──────── RECORDS FOR THIS EXERCISE
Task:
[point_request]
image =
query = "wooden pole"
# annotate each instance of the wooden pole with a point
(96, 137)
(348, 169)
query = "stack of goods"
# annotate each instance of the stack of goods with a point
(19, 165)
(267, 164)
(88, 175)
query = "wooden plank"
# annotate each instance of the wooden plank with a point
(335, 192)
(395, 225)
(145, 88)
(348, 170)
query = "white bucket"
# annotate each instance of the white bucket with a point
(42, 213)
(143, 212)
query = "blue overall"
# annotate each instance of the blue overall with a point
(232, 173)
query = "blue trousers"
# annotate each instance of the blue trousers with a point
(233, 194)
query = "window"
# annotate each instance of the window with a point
────────────────
TASK INSTRUCTIONS: Filter the data above by the word "query" and copy every line that matches.

ANSWER TO THE PROBLEM:
query = "wooden pole"
query = "stack of goods"
query = "wooden plank"
query = "white bucket"
query = "blue overall"
query = "blue trousers"
query = "window"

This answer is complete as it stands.